작업 => "Where can the woman's eyebrow" 문구가 들어 있는 줄에서 시작해 항목의 마지막 줄에서 끝나는 부분을 그대로 다시 적으세요. 처음 줄과 마지막 줄도 포함합니다.
===
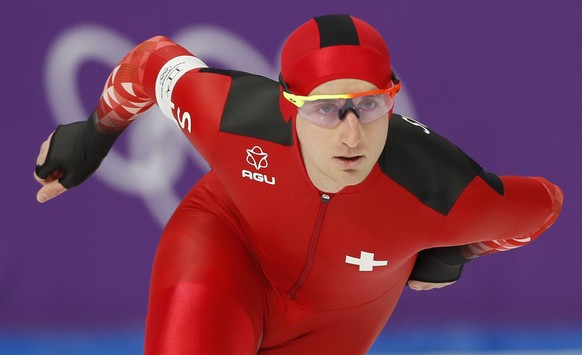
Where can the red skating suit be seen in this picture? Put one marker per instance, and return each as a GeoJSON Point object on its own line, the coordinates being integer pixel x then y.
{"type": "Point", "coordinates": [257, 260]}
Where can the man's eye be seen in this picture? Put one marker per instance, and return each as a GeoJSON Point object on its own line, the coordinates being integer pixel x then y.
{"type": "Point", "coordinates": [367, 104]}
{"type": "Point", "coordinates": [327, 109]}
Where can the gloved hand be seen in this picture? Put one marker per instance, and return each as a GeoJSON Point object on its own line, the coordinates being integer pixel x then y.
{"type": "Point", "coordinates": [70, 155]}
{"type": "Point", "coordinates": [438, 265]}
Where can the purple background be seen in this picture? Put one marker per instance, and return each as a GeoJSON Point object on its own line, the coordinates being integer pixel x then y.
{"type": "Point", "coordinates": [503, 80]}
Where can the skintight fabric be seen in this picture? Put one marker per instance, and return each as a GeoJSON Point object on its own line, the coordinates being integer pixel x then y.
{"type": "Point", "coordinates": [257, 260]}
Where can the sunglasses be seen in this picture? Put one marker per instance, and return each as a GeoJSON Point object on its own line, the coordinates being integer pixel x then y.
{"type": "Point", "coordinates": [330, 110]}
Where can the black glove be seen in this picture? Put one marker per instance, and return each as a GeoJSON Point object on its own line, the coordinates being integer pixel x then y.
{"type": "Point", "coordinates": [438, 265]}
{"type": "Point", "coordinates": [76, 149]}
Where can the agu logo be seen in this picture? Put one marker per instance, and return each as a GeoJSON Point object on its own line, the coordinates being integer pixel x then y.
{"type": "Point", "coordinates": [258, 159]}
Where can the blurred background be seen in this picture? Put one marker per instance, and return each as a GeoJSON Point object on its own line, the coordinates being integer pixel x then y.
{"type": "Point", "coordinates": [503, 80]}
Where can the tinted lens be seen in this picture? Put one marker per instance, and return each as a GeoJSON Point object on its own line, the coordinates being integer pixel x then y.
{"type": "Point", "coordinates": [326, 112]}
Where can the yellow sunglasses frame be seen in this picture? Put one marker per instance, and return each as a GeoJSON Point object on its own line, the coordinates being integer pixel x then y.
{"type": "Point", "coordinates": [299, 100]}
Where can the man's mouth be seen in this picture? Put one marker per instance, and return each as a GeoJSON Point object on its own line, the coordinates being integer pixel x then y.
{"type": "Point", "coordinates": [349, 160]}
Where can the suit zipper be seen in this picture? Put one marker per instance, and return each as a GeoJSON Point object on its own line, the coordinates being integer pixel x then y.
{"type": "Point", "coordinates": [325, 198]}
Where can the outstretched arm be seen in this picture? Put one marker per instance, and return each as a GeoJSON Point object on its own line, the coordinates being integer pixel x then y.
{"type": "Point", "coordinates": [496, 223]}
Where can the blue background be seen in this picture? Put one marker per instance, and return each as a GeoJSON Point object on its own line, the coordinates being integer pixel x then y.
{"type": "Point", "coordinates": [501, 79]}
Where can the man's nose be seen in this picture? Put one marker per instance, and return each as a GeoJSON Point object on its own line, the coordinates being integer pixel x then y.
{"type": "Point", "coordinates": [350, 126]}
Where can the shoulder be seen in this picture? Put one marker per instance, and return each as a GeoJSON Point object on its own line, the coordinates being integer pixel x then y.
{"type": "Point", "coordinates": [252, 108]}
{"type": "Point", "coordinates": [428, 165]}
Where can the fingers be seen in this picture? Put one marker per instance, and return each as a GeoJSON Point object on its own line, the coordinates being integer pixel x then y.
{"type": "Point", "coordinates": [425, 286]}
{"type": "Point", "coordinates": [41, 158]}
{"type": "Point", "coordinates": [50, 190]}
{"type": "Point", "coordinates": [51, 186]}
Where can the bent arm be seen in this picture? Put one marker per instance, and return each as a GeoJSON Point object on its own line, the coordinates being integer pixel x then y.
{"type": "Point", "coordinates": [73, 152]}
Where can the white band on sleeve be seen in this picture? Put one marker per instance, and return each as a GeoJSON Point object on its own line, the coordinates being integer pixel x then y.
{"type": "Point", "coordinates": [169, 75]}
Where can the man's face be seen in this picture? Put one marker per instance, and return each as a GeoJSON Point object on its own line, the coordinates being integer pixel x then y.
{"type": "Point", "coordinates": [344, 155]}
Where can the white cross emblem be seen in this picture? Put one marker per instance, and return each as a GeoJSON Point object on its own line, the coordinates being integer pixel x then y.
{"type": "Point", "coordinates": [366, 261]}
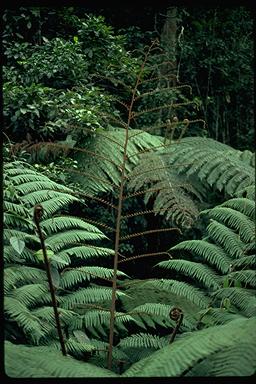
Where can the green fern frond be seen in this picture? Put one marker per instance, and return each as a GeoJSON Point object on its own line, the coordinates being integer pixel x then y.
{"type": "Point", "coordinates": [244, 276]}
{"type": "Point", "coordinates": [50, 201]}
{"type": "Point", "coordinates": [84, 252]}
{"type": "Point", "coordinates": [61, 240]}
{"type": "Point", "coordinates": [212, 253]}
{"type": "Point", "coordinates": [25, 362]}
{"type": "Point", "coordinates": [143, 340]}
{"type": "Point", "coordinates": [226, 238]}
{"type": "Point", "coordinates": [10, 255]}
{"type": "Point", "coordinates": [184, 354]}
{"type": "Point", "coordinates": [81, 274]}
{"type": "Point", "coordinates": [195, 270]}
{"type": "Point", "coordinates": [242, 298]}
{"type": "Point", "coordinates": [212, 163]}
{"type": "Point", "coordinates": [192, 294]}
{"type": "Point", "coordinates": [18, 312]}
{"type": "Point", "coordinates": [249, 192]}
{"type": "Point", "coordinates": [234, 219]}
{"type": "Point", "coordinates": [88, 295]}
{"type": "Point", "coordinates": [246, 261]}
{"type": "Point", "coordinates": [110, 157]}
{"type": "Point", "coordinates": [57, 224]}
{"type": "Point", "coordinates": [236, 364]}
{"type": "Point", "coordinates": [20, 274]}
{"type": "Point", "coordinates": [32, 294]}
{"type": "Point", "coordinates": [243, 205]}
{"type": "Point", "coordinates": [171, 192]}
{"type": "Point", "coordinates": [217, 316]}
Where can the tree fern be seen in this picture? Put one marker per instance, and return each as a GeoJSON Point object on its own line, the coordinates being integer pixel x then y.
{"type": "Point", "coordinates": [23, 362]}
{"type": "Point", "coordinates": [187, 353]}
{"type": "Point", "coordinates": [198, 271]}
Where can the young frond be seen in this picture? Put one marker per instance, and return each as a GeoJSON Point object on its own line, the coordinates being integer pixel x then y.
{"type": "Point", "coordinates": [197, 271]}
{"type": "Point", "coordinates": [171, 192]}
{"type": "Point", "coordinates": [213, 254]}
{"type": "Point", "coordinates": [108, 156]}
{"type": "Point", "coordinates": [210, 161]}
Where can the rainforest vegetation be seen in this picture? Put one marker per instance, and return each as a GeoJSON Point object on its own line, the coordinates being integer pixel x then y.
{"type": "Point", "coordinates": [128, 192]}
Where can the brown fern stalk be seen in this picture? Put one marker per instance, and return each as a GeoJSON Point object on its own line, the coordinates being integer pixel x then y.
{"type": "Point", "coordinates": [119, 212]}
{"type": "Point", "coordinates": [38, 212]}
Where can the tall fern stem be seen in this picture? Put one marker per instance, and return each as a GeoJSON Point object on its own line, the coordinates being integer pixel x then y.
{"type": "Point", "coordinates": [38, 212]}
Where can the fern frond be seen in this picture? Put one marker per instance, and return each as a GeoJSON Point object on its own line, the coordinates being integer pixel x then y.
{"type": "Point", "coordinates": [57, 224]}
{"type": "Point", "coordinates": [195, 270]}
{"type": "Point", "coordinates": [245, 276]}
{"type": "Point", "coordinates": [179, 288]}
{"type": "Point", "coordinates": [212, 253]}
{"type": "Point", "coordinates": [244, 262]}
{"type": "Point", "coordinates": [61, 240]}
{"type": "Point", "coordinates": [80, 274]}
{"type": "Point", "coordinates": [243, 205]}
{"type": "Point", "coordinates": [143, 340]}
{"type": "Point", "coordinates": [104, 170]}
{"type": "Point", "coordinates": [19, 313]}
{"type": "Point", "coordinates": [32, 294]}
{"type": "Point", "coordinates": [88, 295]}
{"type": "Point", "coordinates": [234, 219]}
{"type": "Point", "coordinates": [24, 362]}
{"type": "Point", "coordinates": [184, 354]}
{"type": "Point", "coordinates": [243, 299]}
{"type": "Point", "coordinates": [84, 252]}
{"type": "Point", "coordinates": [226, 238]}
{"type": "Point", "coordinates": [236, 364]}
{"type": "Point", "coordinates": [17, 275]}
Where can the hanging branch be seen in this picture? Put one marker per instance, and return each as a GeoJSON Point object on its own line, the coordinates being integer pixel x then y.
{"type": "Point", "coordinates": [38, 213]}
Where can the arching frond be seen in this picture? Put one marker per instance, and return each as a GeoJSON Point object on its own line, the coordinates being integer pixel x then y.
{"type": "Point", "coordinates": [80, 274]}
{"type": "Point", "coordinates": [63, 239]}
{"type": "Point", "coordinates": [226, 238]}
{"type": "Point", "coordinates": [195, 295]}
{"type": "Point", "coordinates": [235, 220]}
{"type": "Point", "coordinates": [26, 362]}
{"type": "Point", "coordinates": [196, 271]}
{"type": "Point", "coordinates": [212, 253]}
{"type": "Point", "coordinates": [184, 354]}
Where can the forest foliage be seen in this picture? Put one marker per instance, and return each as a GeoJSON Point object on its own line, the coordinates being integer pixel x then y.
{"type": "Point", "coordinates": [128, 194]}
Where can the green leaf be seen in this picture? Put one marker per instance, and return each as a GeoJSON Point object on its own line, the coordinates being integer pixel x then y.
{"type": "Point", "coordinates": [226, 282]}
{"type": "Point", "coordinates": [39, 254]}
{"type": "Point", "coordinates": [17, 244]}
{"type": "Point", "coordinates": [55, 276]}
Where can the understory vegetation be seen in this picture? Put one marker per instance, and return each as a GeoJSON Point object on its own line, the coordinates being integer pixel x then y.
{"type": "Point", "coordinates": [129, 223]}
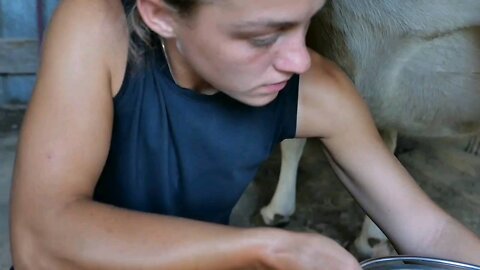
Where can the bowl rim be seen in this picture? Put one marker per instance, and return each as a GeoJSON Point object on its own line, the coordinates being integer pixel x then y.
{"type": "Point", "coordinates": [419, 259]}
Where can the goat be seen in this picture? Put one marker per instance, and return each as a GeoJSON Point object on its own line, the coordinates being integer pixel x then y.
{"type": "Point", "coordinates": [416, 63]}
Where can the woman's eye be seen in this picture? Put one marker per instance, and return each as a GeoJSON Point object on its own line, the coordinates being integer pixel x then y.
{"type": "Point", "coordinates": [264, 41]}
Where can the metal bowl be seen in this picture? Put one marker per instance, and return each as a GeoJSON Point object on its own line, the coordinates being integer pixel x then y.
{"type": "Point", "coordinates": [415, 263]}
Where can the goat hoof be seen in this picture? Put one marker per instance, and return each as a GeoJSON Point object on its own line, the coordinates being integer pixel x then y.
{"type": "Point", "coordinates": [274, 219]}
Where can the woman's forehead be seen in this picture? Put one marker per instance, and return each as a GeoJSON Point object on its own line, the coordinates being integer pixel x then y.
{"type": "Point", "coordinates": [252, 12]}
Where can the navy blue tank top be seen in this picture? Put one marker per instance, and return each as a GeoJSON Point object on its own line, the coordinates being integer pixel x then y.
{"type": "Point", "coordinates": [177, 152]}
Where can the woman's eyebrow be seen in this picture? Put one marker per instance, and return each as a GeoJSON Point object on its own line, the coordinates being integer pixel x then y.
{"type": "Point", "coordinates": [255, 24]}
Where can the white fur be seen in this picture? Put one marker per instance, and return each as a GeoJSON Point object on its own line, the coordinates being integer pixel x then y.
{"type": "Point", "coordinates": [415, 62]}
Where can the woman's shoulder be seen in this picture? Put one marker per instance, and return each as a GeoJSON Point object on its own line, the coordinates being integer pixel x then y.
{"type": "Point", "coordinates": [326, 96]}
{"type": "Point", "coordinates": [91, 29]}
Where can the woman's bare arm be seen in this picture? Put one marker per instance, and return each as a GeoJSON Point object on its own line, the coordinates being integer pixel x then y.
{"type": "Point", "coordinates": [332, 109]}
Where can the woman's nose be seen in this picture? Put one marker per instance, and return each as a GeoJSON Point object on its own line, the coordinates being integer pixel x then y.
{"type": "Point", "coordinates": [293, 57]}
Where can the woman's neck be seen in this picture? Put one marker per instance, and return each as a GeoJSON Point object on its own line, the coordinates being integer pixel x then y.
{"type": "Point", "coordinates": [182, 73]}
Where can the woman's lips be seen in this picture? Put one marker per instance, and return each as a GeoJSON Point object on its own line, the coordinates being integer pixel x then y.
{"type": "Point", "coordinates": [276, 87]}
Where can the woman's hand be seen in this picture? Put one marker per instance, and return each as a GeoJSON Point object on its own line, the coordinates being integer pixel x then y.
===
작업 답안 =>
Where can the woman's eyebrow be seen in this picture? Put one marker per instance, and return each as a GeoJSON Point object on its own line, the coordinates being integer pixel x then y.
{"type": "Point", "coordinates": [255, 24]}
Where can the white fur be seen in this picture? Put one marker per instance, and return each as a GeoJSON Point object on its own line, the coordinates being integer pixel x then y.
{"type": "Point", "coordinates": [415, 62]}
Where can the woman's shoulder be seen in this picture? Put one marker per instance, and return each as a GeoJSON Point object on its own line, the coordinates being integer pixel x then y.
{"type": "Point", "coordinates": [326, 96]}
{"type": "Point", "coordinates": [91, 29]}
Where can the woman's bare arm be seen in this picture? Put one marker per instance, and return each as a GeoJSON Point object on its own line, the coordinates being integer pixel x then y.
{"type": "Point", "coordinates": [332, 109]}
Where can the woman's nose be seen in this picture? Put one marker per instance, and return each as a GeoJSON Point object on its own line, the coordinates being integer pixel x then y.
{"type": "Point", "coordinates": [293, 57]}
Where can the woman's neck be seen in this picture? Put one marker per instance, and return each as a GeoJSON Point object on its own line, the coordinates being integer pixel x then y.
{"type": "Point", "coordinates": [182, 73]}
Where can the woman's lips be seen in this picture? Put one marker per instance, and return each as a GeoJSON Point object on its own line, the coordinates being integer pixel x then y.
{"type": "Point", "coordinates": [276, 87]}
Where can the woman's hand be seen in this picture? Put one marker per instance, and return each as a GeoJSON Point object on its own line, the coordinates being integer pixel x then y.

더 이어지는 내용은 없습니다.